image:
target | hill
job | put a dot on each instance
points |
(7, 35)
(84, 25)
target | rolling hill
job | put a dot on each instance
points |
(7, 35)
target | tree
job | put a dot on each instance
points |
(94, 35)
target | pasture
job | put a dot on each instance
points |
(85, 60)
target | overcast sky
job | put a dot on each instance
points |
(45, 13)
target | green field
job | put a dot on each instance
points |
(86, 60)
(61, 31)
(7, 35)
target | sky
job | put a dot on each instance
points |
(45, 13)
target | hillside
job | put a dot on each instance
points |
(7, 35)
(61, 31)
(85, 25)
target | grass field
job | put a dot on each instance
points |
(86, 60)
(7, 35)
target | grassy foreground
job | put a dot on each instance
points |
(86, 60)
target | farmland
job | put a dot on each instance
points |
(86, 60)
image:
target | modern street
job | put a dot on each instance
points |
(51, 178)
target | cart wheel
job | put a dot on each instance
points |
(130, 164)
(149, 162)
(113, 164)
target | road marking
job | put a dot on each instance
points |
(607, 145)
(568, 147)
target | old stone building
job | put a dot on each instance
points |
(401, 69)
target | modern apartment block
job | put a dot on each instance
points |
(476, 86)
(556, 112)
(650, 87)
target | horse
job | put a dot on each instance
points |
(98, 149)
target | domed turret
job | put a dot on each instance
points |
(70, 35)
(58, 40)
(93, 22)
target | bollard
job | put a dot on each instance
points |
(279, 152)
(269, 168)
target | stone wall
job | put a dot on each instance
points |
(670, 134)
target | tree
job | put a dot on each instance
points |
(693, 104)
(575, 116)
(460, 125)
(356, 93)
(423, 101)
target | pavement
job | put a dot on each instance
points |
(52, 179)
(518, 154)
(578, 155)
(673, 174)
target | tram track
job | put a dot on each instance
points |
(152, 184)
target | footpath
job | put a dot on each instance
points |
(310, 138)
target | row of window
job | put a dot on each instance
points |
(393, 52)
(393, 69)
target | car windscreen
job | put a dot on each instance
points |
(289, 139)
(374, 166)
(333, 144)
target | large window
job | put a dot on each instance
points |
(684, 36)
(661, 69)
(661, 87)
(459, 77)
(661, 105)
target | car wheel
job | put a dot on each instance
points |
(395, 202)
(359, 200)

──────────────────────────────

• _Stated exercise_
Rewrite all the rows above, changing "put a dot on each instance" to "mark every instance with a dot" everywhere it appears and leaving everything else unchanged.

• _In response_
image:
target | hill
job | mark every instance with a dot
points |
(7, 35)
(84, 25)
target | rolling hill
job | mark every instance with a dot
points |
(7, 35)
target | tree
job | mark every instance with a dot
points |
(94, 35)
target | pasture
job | mark every instance with a dot
points |
(85, 60)
target | overcast sky
job | mark every instance with a dot
points |
(45, 13)
target | green field
job | mark every instance with a dot
points |
(86, 60)
(61, 31)
(7, 35)
target | sky
job | mark every instance with a dot
points |
(45, 13)
target | hillside
job | mark every instance with a dot
points |
(7, 35)
(61, 31)
(85, 25)
target | grass field
job | mark every instance with a dot
points |
(86, 60)
(7, 35)
target | grassy foreground
job | mark every instance with a dot
points |
(86, 60)
target | farmland
job | mark every instance with a dot
points |
(86, 60)
image:
target | modern street
job | mark every instance with a dot
points |
(51, 178)
target | cart wheel
job | mark every instance with a dot
points |
(130, 164)
(149, 162)
(113, 164)
target | road marking
job | mark every instance with a dot
points |
(607, 145)
(568, 147)
target | old stone building
job | mark every instance with a dot
points |
(401, 69)
target | modern apartment block
job | mark every instance with a dot
points |
(476, 86)
(556, 112)
(650, 87)
target | horse
job | mark every instance with a dot
points |
(98, 149)
target | domed turret
job | mark every instance with a dot
points |
(70, 35)
(58, 40)
(93, 22)
target | bollard
job | mark every instance with a dot
points |
(279, 152)
(269, 168)
target | stone wall
job | mark every instance with a dot
points |
(670, 134)
target | tree
job | mark every instance with a dot
points |
(693, 104)
(575, 116)
(460, 125)
(356, 93)
(423, 101)
target | pavement
job | mark every instance with a dot
points |
(52, 179)
(518, 154)
(578, 155)
(673, 174)
target | tram track
job | mark every instance with a dot
points |
(152, 184)
target | footpath
job | mark every instance with a dot
points |
(310, 138)
target | row of window
job | mark every instance with a dot
points |
(393, 52)
(393, 69)
target | car windscreen
job | mark every instance with a dot
points |
(289, 139)
(374, 166)
(333, 144)
target | large window
job | mark every instance with a dot
points |
(684, 36)
(661, 69)
(661, 87)
(459, 77)
(661, 105)
target | car wheel
job | mark every instance with a dot
points |
(395, 202)
(359, 200)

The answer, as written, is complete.